--- PAGE TEXT ---
Putting together the Masterbuilt Auto Ignite 545 Smart BBQ was an excruciating seven hours of poor instructions and mislabeled parts. By the time it was ready to use it, I was ready to hate this grill. It didn’t help that Masterbuilt’s grills are gravity-fed, which requires an entire learning curve that sent me down a YouTube hole for hours. Still, after all that, I find myself enjoying the Masterbuil. Even though it requires charcoal rather than faster fuels like gas, the grill heats up more quickly than you’d expect. The smart technology is excellently leveraged, allowing you to set and monitor the temperature from the app, and it connects easily. The grill has a decent amount of space, and the grill can achieve decent high (650F) and low (250F) temperatures, and those temperatures can be held because of the smart app.

I do have a few reservations. The lack of flame under the active grill space means that the only place to sear is on top of the hopper, which is quite small. That makes the Masterbuilt more a smoker than a grill. Some embers do fly away due to the design of the ash tray, so they need to be watched. Finally, a few aspects of the app could be better, like the recipe function, which is hard to search. But (if you pay someone else to put the grill together) I think the Masterbuilt Auto Ignite 545 Digital Charcoal Grill ($499) is a spectacular deal. Compared to grills twice the price or more, the 545 has a sturdy build, consistent smoke and is easy to manage from the smart app.

--- AVAILABLE DATA ---
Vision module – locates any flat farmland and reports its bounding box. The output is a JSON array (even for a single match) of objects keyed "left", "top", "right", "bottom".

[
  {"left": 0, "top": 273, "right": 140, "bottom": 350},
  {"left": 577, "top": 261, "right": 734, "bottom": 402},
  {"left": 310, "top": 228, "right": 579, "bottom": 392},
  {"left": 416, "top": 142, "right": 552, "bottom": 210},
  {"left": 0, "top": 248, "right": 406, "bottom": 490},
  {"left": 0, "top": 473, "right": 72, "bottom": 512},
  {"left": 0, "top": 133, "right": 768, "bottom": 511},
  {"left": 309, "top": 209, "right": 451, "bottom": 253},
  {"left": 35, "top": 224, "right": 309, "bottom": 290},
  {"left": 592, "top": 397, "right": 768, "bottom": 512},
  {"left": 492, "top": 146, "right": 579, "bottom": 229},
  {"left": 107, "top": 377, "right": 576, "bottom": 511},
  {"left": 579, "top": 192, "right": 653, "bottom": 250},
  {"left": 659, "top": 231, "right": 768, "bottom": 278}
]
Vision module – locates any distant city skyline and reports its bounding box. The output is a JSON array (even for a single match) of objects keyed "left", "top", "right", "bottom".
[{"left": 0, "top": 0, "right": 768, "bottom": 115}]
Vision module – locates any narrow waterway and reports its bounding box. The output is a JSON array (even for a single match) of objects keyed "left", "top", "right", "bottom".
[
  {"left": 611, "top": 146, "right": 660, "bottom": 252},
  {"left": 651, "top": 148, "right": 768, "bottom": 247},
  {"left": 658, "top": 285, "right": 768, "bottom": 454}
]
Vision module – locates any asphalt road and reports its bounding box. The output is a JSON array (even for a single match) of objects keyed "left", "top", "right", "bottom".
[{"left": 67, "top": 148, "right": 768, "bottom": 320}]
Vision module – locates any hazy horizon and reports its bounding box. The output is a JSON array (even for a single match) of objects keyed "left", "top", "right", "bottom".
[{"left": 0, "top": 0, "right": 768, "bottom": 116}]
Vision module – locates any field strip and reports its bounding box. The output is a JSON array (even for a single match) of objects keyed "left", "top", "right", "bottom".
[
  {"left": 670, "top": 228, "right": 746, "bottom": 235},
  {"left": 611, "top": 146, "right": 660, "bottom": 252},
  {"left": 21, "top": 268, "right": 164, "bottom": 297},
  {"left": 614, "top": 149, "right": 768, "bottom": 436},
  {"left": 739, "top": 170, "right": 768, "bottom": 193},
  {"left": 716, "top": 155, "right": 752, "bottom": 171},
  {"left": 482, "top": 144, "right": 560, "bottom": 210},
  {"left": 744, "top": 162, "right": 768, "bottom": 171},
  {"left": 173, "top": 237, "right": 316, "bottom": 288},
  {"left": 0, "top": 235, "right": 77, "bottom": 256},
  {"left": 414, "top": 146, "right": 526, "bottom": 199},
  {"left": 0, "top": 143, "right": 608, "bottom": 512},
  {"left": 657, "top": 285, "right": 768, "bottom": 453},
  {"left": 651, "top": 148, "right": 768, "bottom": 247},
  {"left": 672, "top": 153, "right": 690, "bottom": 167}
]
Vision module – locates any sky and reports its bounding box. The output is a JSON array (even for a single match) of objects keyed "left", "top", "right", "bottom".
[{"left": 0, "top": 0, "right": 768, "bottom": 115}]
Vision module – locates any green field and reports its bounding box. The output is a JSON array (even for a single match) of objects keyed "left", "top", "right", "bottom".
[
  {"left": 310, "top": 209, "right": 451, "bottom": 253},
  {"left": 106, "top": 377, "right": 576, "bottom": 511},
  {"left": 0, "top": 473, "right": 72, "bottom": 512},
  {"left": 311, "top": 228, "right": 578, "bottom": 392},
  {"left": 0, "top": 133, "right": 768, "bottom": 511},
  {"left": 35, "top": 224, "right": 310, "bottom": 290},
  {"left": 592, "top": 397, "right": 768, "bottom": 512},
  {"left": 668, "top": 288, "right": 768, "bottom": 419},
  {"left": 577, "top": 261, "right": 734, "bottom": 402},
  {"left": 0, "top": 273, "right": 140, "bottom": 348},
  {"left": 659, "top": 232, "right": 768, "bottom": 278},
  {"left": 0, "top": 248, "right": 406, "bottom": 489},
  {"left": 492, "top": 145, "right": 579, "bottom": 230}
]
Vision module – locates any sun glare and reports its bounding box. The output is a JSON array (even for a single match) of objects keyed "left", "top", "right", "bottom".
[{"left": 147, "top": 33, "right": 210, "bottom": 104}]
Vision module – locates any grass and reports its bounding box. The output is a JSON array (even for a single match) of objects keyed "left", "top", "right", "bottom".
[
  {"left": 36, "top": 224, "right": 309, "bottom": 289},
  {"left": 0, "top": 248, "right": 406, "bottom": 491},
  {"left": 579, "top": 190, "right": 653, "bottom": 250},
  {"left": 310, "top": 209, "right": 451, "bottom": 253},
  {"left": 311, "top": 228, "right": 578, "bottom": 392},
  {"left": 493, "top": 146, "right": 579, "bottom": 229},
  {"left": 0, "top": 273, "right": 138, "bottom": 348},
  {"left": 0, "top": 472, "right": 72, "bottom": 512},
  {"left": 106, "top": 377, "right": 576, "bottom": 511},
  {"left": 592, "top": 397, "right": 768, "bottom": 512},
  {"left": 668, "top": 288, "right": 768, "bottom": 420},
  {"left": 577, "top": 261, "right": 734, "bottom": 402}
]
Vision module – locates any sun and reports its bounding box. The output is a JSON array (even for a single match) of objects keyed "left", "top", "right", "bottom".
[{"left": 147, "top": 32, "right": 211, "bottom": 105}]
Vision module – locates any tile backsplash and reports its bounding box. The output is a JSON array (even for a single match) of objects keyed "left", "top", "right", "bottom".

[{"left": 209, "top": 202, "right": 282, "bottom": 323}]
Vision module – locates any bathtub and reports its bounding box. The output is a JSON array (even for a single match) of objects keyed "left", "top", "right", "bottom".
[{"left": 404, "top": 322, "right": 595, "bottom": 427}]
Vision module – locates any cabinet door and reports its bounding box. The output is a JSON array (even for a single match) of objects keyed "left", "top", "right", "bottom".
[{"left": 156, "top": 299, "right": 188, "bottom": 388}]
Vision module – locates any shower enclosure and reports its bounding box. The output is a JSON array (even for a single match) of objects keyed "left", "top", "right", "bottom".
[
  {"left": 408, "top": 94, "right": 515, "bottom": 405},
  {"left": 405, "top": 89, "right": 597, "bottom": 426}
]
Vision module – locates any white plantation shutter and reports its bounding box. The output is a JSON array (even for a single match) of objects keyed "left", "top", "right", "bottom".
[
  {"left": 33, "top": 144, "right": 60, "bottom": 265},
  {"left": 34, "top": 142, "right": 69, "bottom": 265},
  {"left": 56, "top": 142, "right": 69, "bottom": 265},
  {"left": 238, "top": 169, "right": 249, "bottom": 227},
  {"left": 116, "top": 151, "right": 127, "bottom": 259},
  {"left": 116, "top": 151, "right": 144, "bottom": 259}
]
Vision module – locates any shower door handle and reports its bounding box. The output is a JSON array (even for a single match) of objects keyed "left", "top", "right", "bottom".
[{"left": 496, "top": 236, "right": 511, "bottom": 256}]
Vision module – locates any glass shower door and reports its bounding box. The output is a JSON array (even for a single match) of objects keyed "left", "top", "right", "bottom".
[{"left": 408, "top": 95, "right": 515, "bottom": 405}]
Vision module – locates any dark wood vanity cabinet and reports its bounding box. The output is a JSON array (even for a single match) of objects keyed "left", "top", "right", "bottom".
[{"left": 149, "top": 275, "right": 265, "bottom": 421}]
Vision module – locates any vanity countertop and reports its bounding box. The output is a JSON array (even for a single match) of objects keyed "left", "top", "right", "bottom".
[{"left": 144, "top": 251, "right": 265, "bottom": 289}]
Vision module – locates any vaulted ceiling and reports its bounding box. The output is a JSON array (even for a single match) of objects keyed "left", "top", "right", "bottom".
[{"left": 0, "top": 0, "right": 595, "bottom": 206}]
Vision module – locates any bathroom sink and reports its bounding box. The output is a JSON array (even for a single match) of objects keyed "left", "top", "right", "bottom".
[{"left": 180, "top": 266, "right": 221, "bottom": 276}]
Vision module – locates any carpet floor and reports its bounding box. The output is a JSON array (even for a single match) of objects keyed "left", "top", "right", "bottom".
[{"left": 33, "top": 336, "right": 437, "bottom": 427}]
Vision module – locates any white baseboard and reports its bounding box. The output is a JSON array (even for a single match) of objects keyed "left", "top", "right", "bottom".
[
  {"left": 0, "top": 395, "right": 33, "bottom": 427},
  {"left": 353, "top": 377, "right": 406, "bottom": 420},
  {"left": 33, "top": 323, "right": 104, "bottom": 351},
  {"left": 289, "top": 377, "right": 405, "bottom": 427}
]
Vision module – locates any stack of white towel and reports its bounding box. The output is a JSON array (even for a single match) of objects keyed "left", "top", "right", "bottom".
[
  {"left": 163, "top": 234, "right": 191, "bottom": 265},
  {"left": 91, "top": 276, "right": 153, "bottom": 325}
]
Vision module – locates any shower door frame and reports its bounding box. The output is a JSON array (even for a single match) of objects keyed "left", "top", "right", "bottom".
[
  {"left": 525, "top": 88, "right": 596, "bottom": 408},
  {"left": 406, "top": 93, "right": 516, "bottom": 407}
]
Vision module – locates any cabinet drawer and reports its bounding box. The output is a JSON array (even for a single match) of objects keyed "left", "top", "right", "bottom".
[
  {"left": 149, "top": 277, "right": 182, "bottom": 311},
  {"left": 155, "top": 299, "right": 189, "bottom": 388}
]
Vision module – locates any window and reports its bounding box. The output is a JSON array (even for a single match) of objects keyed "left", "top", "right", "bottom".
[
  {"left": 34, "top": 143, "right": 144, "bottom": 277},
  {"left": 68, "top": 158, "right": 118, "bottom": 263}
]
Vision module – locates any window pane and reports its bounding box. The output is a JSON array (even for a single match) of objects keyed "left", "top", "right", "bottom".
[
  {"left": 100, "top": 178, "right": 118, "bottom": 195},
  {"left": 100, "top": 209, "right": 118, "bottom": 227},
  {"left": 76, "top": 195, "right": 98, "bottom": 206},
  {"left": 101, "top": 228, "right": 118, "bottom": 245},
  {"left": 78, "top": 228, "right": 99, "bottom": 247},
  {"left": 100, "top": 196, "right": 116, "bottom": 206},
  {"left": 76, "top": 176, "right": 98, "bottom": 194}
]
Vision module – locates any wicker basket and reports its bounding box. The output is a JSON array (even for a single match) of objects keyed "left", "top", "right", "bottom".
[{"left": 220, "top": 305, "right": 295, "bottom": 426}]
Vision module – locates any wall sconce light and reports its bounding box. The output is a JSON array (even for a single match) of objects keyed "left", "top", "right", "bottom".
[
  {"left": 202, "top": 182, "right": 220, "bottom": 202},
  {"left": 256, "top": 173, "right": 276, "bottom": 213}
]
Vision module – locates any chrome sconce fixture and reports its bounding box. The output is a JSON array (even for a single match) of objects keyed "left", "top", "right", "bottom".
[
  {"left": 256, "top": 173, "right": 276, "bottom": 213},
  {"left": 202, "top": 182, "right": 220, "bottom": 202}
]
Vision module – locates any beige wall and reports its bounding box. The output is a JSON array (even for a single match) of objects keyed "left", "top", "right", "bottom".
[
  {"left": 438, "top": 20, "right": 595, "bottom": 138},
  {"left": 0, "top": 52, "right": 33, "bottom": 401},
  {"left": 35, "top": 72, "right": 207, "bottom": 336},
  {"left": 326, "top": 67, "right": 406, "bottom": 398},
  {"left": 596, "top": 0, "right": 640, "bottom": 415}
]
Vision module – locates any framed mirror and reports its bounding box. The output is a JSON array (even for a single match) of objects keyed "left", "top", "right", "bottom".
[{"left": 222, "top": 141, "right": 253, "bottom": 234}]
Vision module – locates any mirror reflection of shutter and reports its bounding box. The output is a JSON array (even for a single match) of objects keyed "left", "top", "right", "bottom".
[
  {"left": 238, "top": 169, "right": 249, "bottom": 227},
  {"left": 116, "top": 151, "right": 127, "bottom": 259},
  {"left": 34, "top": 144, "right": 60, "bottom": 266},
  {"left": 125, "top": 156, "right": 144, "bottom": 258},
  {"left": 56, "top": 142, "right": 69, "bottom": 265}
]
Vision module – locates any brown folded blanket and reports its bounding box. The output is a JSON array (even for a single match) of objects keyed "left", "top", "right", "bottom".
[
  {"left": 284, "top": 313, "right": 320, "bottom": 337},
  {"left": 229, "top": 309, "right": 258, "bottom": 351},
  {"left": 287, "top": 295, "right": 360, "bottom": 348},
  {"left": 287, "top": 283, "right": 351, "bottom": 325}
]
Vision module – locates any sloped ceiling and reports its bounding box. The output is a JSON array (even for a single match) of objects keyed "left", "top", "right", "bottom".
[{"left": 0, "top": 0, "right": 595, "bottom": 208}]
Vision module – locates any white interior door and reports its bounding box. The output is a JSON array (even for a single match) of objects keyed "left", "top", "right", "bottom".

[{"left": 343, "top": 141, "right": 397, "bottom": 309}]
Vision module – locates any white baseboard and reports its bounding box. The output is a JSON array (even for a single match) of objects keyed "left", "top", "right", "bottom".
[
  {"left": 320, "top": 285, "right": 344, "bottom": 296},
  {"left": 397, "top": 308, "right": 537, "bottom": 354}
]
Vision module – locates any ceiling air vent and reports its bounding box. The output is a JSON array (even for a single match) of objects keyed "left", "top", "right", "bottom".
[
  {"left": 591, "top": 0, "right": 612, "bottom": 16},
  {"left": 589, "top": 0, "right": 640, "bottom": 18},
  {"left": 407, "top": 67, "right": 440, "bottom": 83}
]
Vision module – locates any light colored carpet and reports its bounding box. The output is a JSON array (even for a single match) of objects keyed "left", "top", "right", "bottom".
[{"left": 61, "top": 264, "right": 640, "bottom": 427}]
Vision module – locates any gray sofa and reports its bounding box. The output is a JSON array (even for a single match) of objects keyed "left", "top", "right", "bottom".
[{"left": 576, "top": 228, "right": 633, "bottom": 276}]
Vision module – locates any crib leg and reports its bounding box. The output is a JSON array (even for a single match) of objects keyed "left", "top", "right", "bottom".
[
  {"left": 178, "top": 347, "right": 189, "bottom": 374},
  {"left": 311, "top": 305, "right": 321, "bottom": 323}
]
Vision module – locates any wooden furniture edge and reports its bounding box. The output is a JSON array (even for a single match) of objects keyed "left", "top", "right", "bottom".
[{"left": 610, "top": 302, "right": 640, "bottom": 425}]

--- PROBLEMS ---
- a) Count the lines in the rows that contain the string "window", treating uppercase and lowercase as different. Reply with only the number.
- b) Carry on the grill review from its last sentence.

--- ANSWERS TO THE EXERCISES ---
- a) 2

- b)
Pay someone else to put it together

At the time I started putting the 545 together, there weren’t yet instructional videos (thankfully, there are now). This will compensate for the inexplicably poorly illustrated paper instructions. Assembly was so irritating and exhausting, I’d recommend purchasing the grill from someplace that includes assembly, or pay for someone else to do it. Once completed, the 545 is one of the sturdiest grills I tested. The grill feels appropriately heavy, and the parts don’t flex or vibrate. I rolled the grill 50 feet from where it was assembled and it barely made a sound, and no parts moved. 

The active grill space, with the warming grate and the hopper lid for searing.
Credit: Amanda Blum

This is a wide grill, with an active grill space, folding warming grate, and charcoal hopper all under the hood. There are 545 inches of active grill space, in addition to the warming grate, and room to sear on top of the cast iron hopper. The lid is heavy, with a solid metal handle that never got hot to the touch. The grill has two platforms, one on each side of the grill. The left side houses the electronics and the right is a staging area that can be flipped up to conserve space. Underneath the grill is a cabinet with a big open space and swiveling door, and the entire grill rests on wheels big and rugged enough to go over most terrain. I noticed that most modern grills or barbecues end up very light: The metal feels thin, the handles don’t inspire confidence. But the 545 is the opposite—it’s built like a tank, which feels appropriate for a giant smoker.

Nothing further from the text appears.